▶ **WHAT NEEDS TO BE DONE**: Return the data exactly, but only from the line containing "Target: dark blue jacket" through its last line.

-------- STORED DATA --------

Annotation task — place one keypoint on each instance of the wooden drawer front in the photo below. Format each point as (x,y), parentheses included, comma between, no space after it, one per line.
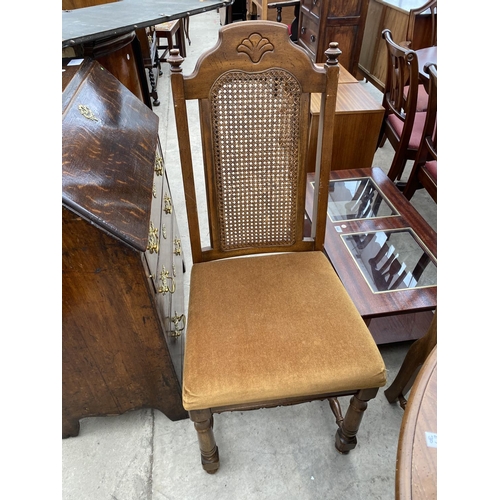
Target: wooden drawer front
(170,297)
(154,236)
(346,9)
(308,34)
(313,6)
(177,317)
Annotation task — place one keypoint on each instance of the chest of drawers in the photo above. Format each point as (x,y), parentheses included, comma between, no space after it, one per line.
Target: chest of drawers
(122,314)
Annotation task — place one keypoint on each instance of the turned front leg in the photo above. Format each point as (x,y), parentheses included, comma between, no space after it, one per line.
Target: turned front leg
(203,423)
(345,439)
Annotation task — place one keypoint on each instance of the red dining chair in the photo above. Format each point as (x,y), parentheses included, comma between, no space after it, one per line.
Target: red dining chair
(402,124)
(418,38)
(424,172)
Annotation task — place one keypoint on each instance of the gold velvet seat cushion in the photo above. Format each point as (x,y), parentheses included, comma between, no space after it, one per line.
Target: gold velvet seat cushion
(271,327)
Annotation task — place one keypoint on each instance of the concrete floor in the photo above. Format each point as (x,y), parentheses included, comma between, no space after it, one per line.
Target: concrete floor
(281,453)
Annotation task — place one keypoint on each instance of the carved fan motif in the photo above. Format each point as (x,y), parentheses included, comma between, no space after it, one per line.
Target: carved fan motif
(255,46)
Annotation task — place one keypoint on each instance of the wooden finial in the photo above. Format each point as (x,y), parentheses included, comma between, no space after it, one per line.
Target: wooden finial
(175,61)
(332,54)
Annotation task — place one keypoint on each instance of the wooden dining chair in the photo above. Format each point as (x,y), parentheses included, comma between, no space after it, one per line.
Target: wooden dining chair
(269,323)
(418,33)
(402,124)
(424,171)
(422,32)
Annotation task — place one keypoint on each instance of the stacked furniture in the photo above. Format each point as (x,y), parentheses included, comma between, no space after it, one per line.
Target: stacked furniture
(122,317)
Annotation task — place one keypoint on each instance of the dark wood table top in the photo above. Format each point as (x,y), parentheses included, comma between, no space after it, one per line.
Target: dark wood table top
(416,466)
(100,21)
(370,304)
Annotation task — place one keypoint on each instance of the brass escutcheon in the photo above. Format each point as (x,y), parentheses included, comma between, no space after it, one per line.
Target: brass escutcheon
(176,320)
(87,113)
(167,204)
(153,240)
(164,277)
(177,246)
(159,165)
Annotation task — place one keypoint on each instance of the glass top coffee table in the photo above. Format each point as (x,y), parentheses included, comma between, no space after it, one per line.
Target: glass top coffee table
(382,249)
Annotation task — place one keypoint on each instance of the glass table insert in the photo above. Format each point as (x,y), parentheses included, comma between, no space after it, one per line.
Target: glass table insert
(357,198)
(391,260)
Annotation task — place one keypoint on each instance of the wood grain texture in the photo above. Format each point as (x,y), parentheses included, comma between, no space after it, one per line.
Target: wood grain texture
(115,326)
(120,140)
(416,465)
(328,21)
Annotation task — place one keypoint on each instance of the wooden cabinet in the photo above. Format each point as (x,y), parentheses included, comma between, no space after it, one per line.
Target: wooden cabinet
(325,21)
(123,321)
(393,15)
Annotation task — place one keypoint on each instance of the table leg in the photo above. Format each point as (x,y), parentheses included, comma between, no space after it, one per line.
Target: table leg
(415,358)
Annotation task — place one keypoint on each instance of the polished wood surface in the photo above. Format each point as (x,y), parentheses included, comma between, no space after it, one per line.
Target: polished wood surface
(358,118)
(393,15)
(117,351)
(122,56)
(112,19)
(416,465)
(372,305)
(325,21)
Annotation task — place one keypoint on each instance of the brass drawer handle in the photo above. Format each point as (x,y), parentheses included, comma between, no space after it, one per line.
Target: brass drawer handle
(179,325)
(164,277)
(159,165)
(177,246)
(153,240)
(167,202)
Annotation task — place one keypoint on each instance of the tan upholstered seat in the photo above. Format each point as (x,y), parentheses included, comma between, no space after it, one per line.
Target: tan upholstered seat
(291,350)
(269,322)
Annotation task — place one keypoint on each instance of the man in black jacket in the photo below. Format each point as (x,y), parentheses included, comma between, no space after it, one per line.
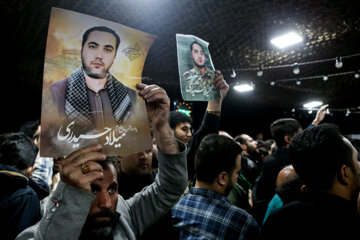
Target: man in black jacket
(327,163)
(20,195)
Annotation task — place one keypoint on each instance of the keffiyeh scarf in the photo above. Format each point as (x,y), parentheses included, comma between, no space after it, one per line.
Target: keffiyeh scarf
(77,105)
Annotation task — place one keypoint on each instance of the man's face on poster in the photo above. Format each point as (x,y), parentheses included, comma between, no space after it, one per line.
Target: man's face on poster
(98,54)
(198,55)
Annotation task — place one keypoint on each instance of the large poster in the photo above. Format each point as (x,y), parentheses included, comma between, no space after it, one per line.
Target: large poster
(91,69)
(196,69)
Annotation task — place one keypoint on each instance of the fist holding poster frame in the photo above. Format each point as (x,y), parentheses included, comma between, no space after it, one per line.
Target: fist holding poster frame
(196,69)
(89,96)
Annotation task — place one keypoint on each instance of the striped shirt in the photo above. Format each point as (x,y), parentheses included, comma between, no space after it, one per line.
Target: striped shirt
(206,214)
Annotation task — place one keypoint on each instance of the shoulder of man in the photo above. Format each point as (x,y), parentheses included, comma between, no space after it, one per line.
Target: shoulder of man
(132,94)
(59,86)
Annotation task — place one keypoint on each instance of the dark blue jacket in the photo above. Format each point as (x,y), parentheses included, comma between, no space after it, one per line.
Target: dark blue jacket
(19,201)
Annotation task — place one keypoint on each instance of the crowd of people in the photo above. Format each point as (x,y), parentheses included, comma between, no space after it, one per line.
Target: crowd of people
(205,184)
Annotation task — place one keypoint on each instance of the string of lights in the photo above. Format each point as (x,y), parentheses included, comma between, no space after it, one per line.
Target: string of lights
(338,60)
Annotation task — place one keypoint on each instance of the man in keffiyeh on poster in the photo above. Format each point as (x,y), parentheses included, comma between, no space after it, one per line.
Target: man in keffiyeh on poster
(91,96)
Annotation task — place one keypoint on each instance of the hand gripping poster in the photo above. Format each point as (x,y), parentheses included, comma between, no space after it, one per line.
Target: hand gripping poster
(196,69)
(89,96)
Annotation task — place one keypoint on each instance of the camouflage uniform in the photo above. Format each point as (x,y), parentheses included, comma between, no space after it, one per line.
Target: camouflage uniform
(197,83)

--------

▶ **PROBLEM SOLUTION**:
Target: dark blue jacket
(19,201)
Annotation task — place one keypoint on each instance of the crowd of people in the photo above. Format each point as (x,y), parentheses included, comma between, no space after it, one per line.
Target: crowd of people
(205,184)
Annotation task — place one keypoint on each instance of the string of lights in the photo above. Format each point as (x,y), parentheses included, comma between, no space after it, one per line.
Target: string of lights
(338,60)
Annotation task — place one keypoint on each instance of the man in keffiyeh on poster in the photo above. Format each point as (x,y), parentheses included, comma between, no space after it, one per line.
Target: man in keffiyeh on poster
(91,96)
Annotation task — place one keypoint on each instance of the hand gripping poster in the photo above. Format each point as (x,y), parentheses included, comma between, no space after it, one per line.
Target: hand gripping poster
(196,69)
(89,96)
Annotation task — place one keypoint on each instance of the camouflage uniform in the photo above. Format each point as (x,y), parentheses included, comma between, no space after it, one per line.
Target: camouflage uniform
(197,83)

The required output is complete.